Problem statement | Return every record below exactly as written, omitting any pictures.

Photo-based point labeling data |
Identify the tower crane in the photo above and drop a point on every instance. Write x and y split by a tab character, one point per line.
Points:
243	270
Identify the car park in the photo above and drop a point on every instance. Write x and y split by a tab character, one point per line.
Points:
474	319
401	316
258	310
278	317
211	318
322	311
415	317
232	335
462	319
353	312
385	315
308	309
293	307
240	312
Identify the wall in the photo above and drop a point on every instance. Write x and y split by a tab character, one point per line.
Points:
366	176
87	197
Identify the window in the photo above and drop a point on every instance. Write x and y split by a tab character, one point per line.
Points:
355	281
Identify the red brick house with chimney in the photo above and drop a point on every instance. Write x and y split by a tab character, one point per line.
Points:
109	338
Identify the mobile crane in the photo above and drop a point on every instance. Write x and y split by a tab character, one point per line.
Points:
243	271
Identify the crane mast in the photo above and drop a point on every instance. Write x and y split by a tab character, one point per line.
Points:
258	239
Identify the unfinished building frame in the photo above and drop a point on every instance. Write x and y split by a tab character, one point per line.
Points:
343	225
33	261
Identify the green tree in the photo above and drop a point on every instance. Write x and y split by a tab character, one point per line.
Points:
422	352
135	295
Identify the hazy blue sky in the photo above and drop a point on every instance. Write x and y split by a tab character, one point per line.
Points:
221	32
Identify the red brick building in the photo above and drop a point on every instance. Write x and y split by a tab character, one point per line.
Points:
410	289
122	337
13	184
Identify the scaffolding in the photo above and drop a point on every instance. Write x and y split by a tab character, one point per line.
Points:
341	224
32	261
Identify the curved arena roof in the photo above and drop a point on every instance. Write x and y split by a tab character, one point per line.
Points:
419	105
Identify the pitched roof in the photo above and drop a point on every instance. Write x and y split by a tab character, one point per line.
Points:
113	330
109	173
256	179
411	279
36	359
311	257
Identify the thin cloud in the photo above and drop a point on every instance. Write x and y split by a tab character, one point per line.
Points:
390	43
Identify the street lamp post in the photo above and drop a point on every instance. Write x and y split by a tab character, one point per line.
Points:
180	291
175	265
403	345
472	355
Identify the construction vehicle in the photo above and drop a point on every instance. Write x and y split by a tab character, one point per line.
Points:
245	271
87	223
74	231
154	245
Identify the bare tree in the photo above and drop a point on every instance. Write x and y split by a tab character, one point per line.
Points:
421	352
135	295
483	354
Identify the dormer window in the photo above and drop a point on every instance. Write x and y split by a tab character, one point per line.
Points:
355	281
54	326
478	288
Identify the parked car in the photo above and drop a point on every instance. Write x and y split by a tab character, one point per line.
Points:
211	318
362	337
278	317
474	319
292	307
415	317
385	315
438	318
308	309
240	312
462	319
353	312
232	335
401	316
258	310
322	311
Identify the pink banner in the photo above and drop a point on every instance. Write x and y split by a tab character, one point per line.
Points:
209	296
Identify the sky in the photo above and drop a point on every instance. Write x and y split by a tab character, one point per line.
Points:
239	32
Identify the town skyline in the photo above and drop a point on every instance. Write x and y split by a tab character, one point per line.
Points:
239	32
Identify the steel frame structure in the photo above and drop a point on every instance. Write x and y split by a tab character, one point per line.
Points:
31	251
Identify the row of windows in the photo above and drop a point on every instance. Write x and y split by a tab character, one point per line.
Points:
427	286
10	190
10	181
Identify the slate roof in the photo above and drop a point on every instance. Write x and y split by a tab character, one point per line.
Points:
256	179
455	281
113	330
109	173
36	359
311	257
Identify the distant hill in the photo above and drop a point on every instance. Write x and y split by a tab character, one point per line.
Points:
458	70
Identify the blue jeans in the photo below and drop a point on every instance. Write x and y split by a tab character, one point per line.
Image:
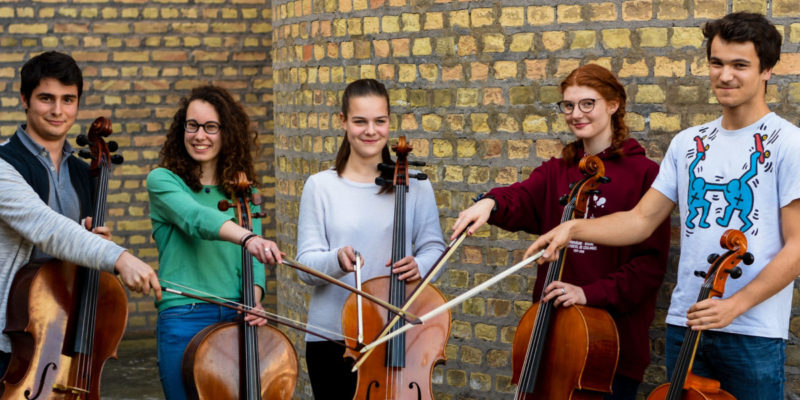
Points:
749	367
175	329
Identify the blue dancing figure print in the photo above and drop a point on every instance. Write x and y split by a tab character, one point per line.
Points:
738	193
698	187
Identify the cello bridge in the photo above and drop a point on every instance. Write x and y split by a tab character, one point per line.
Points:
70	390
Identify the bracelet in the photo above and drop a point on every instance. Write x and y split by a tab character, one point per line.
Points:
482	196
247	238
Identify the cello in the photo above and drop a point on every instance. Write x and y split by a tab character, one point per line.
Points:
234	360
401	368
569	352
59	345
685	385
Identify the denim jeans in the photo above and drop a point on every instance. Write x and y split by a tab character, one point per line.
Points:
175	329
749	367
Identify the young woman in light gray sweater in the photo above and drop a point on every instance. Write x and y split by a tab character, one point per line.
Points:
342	210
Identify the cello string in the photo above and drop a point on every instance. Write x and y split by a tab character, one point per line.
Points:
84	360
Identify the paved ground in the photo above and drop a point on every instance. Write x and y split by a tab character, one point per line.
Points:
134	376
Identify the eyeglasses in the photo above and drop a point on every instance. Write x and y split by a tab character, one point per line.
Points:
211	127
585	105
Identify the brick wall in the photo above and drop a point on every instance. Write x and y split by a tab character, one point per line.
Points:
138	58
472	85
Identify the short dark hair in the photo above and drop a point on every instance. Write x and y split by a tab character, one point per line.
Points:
51	64
742	27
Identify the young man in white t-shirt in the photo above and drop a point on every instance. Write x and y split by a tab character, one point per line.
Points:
736	172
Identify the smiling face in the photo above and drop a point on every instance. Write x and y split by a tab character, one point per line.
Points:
367	126
202	146
592	126
51	110
734	71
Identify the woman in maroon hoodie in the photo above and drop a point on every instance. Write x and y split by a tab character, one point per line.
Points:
622	280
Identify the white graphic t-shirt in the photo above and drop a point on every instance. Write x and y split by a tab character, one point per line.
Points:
724	180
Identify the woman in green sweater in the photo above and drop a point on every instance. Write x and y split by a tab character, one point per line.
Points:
208	142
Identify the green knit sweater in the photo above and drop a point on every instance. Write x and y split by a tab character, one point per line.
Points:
186	230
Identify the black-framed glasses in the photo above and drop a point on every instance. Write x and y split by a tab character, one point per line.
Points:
585	105
211	127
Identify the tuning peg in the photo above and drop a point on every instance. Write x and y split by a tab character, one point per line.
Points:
82	140
386	167
701	274
735	272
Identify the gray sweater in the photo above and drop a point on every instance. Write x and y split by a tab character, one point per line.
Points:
336	212
26	221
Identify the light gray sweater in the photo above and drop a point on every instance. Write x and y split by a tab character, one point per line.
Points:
336	212
26	221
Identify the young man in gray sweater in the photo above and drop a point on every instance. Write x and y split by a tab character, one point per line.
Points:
45	191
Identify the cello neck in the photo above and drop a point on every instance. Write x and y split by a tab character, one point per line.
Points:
87	279
249	370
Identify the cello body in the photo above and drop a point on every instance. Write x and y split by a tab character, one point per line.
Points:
684	384
219	371
583	369
41	326
425	345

Response below |
Identify the tower crane in the photo above and drop a point on every instance. Write x and y split by a tab character, one point per line.
Points:
243	270
Identify the car park in the photo above and drop a point on every instance. Write x and y split by a tab character, one point per line.
Points:
474	319
401	316
258	310
278	317
211	318
322	311
415	317
232	335
462	319
353	312
385	315
308	309
293	307
240	312
Identify the wall in the photo above and drop a point on every instance. Write x and y split by a tab character, one point per line.
Points:
366	176
87	197
Identify the window in the photo above and drop a point on every instance. Write x and y split by a tab character, one point per line.
Points:
355	281
Identify the red brick house with chimney in the photo above and drop a point on every instance. Write x and y split by a tab character, one point per line.
Points:
109	338
Identify the mobile crane in the photo above and drop a point on every instance. Write x and y split by a tab character, one point per line.
Points:
243	271
Identify the crane mast in the photo above and drop a point on every instance. Write x and y split by a tab character, one point per line.
Points:
258	239
Identify the unfinished building frame in the photo above and drop a point on every instance. Write x and y split by a tab character, one point per line.
Points:
343	225
33	261
Identify the green tree in the photo above and drop a point on every instance. Write x and y split by a tab character, one point per line.
Points:
422	352
135	295
Identify the hazy blue sky in the photo above and drop a point on every instance. Write x and y split by a tab character, one point per line.
Points:
221	32
Identify the red brick building in the photo above and drop a point on every instance. Write x and y split by a tab character, one point per line.
Points:
410	289
122	337
13	184
Identify the scaffolding in the photo above and drop a point on every instance. Write x and y split by a tab character, one point per line.
Points:
341	224
32	261
Identify the curved arena roof in the photo above and drop a point on every instance. Write x and y split by a tab character, one point per line.
Points:
419	105
Identify the pitched roof in the photo above and drop a point on every instance. Write x and y split by a tab character, one point per line.
Points:
113	330
109	173
256	179
411	279
36	359
311	257
Identify the thin cloud in the photo above and drop a point on every instance. Write x and y split by a tab character, one point per line.
Points:
390	43
Identify the street lamp post in the photo above and drop a point on every instance. Write x and y split by a tab character, one point per line.
Points:
180	291
175	265
403	345
472	355
Identify the construction vehicle in the photo above and drop a point on every instance. Write x and y split by a tab character, one point per line.
Points:
245	271
87	223
74	231
154	245
Identify the bare tree in the photo above and drop a point on every instance. Write x and y split by a tab character, one point per line.
Points:
421	352
135	295
483	354
Identify the dormer window in the photo above and drop a point on every instance. Write x and y split by a tab character, one point per line.
Points:
355	281
54	326
478	288
Identify the parked car in the photo above and drop a point on every instance. Write x and y split by a tab character, one point per line.
Points:
211	318
362	337
278	317
474	319
292	307
415	317
385	315
438	318
308	309
240	312
462	319
353	312
232	335
401	316
258	310
322	311
Identify the pink banner in the photo above and drop a point on every instance. Write x and y split by a tab character, one point per line.
Points:
209	296
Identify the sky in the photo above and drop a point on every instance. Write x and y split by a tab character, one point per line.
Points:
239	32
Identify the town skyline in the photo above and drop a point on every instance. Write x and y split by a tab character, one point per line.
Points:
239	32
Identify the steel frame structure in the photo above and drop a point on every instance. Write x and y split by a tab character, one point per line.
Points:
31	251
Identify the row of windows in the photo above and drop a point on every instance. Write x and y split by a tab character, one point per line.
Points:
427	286
10	190
10	181
Identify the slate roof in the photo above and drop a point on every instance. Write x and y split by a tab character, one point per line.
Points:
256	179
455	281
113	330
109	173
36	359
311	257
Identify the distant hill in the photo above and drop a point on every instance. Write x and y split by a tab character, one point per line.
Points:
458	70
Identify the blue jeans in the photo below and drop a point on every instance. Write x and y split by a tab character, one point per line.
Image:
Points:
749	367
175	329
Identify the blue dancing figure print in the photo above and drop a point on every instance. Write x and y split by a tab character, one point per line.
Points:
738	193
698	187
Identify the cello bridge in the photo above and drop a point on every instance. Write x and y split by a tab character, one point per line.
Points:
70	390
Identify the bracelet in the photo above and drop a point on every instance. Write x and y split by a tab character, one point per line.
Points:
482	196
247	238
Identify the cello in the photo above and drop a point on every instance. Write x and y split by a tab character, one point per line.
Points:
234	360
401	368
569	352
59	345
685	385
Identify the denim jeans in the photo above and drop a point on every instance. Write x and y split by a tab character, one point per line.
Points:
175	329
749	367
Identify the young woman in light gray sweater in the photo above and drop a point on every instance. Write x and y split by a tab character, one point per line.
Points:
342	210
Identify the cello string in the photo above and drop a point on every instance. Write x and y split by a tab character, one point per line.
Points:
84	360
Identify the paved ground in the photo above and drop a point on every instance. Write x and y split by a tab character, one point per line.
Points:
134	376
Identify the eyeglasses in the photo above and drop a point on every instance. Write x and y split by a tab character, one point per line.
Points:
211	127
585	105
Identify the brick wall in the photo above and drop a point on every instance. Write x and y split by a tab character, one point per line.
Points:
138	58
472	85
Identify the short dark hair in the photo above and drop a point on every instance. Write x and y split by a tab character, one point per line.
Points:
51	64
742	27
Identify the young man in white t-shirt in the photo above and drop a point on every instance. Write x and y split by a tab character, one point per line.
Points:
736	172
Identify the smiling face in the photo above and drop a point on every instance. Write x and y split by a tab character, one point per line.
Points:
367	126
202	146
592	126
51	110
734	71
Identify the woman in maroon hoodie in the photo above and drop a point on every instance. Write x and y split by a tab character, one point per line.
Points:
622	280
Identify the white graphic t-shirt in the photo above and drop a point on every instance. Write x and y split by a tab character, one point per line.
Points:
724	180
Identify the woman in green sweater in the photo above and drop a point on every instance. Write x and y split by a tab character, one point per line.
Points:
208	142
Identify the green knit sweater in the photo above and drop a point on every instance. Write x and y split by a tab character, one point per line.
Points:
186	230
Identify the black-framed glasses in the photo above and drop a point on every instance. Write x and y split by a tab character, one point per line.
Points:
585	105
211	127
Identify the tuning peg in the photo above and drop a point on every instance. Write x and y split by a tab character, one point per line.
Points:
82	140
386	167
701	274
735	272
Identify the gray sweater in the photo above and drop a point on every instance. Write x and y split by a tab character, one point per line.
Points:
336	212
26	221
Identify the light gray sweater in the photo above and drop a point on every instance. Write x and y split by a tab character, one point per line.
Points:
336	212
26	221
Identify the young man in gray sweater in the photo above and drop a point on every instance. Write x and y split by a tab character, one point per line.
Points:
45	191
Identify the cello neck in the photo above and drop a point on every instance. Write x and y split by a tab character, one point per line.
Points:
87	279
249	370
Identify the cello body in the photo above and drop a point on every instance. Write x and y split by a tab character, one point per line.
Points:
684	384
219	371
583	369
41	326
425	345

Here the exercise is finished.